• BLOQUE DE TEXTO
+ + + + +

Iñaki Egaña
Historiador

En los estertores del funambulismo

Remigia Etxarren Aranguren se pasó media vida sobre el alambre, cruzando la plaza de toros de Bilbo, la del Castillo de Iruñea, el Arga con los ojos vendados. Para realzar su celebridad y atraer al público, la rebautizaron como Mademoiselle Agostini. Sus proezas atrajeron a Pío Baroja que en una de sus novelas la convirtió en estrella universal. En el filo entre la vida y la muerte, a merced de un equilibrio mal calculado o un golpe traicionero de viento, sucedió lo previsible. En 1892, cuando trabajaba con una silla sobre una cuerda, en Ondarroa, resbaló y cayó. Salvó la vida, pero su cuerpo fracturado le obligó al retiro. Hace poco que da el nombre a una chiquita calle de Iruñea, aunque en 2002, la hoy consejera de Movistar, Yolanda Barcina, y entonces alcaldesa de la capital navarra, le negó el recuerdo que exigían más de 400 pamploneses.

+ + + + +

• DATOS MOSTRADOS
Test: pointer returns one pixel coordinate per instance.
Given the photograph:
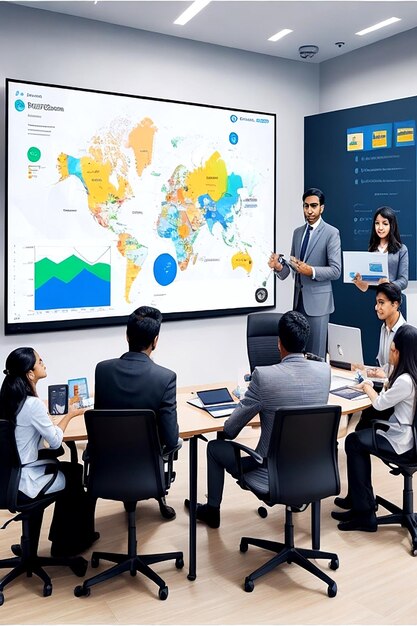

+ + + + +

• INSTRUCCIONES
A: Contesta a partir del bloque de texto:
(i) ¿Con qué nombre rebautizaron a Remigia Etxarren Aranguren?
(ii) ¿En qué año y en qué localidad resbaló y cayó?
(iii) ¿Cuántos pamploneses exigían el recuerdo que se le negó en 2002?
B: ¿Cómo se traduce al inglés esta oración del bloque de texto: «En 1892, cuando trabajaba con una silla sobre una cuerda, en Ondarroa, resbaló y cayó.»?

• SOLUCIONES DEL EJERCICIO
A:
(i) Mademoiselle Agostini.
(ii) En 1892, en Ondarroa.
(iii) Más de 400.

B: In 1892, while working with a chair on a rope in Ondarroa, she slipped and fell.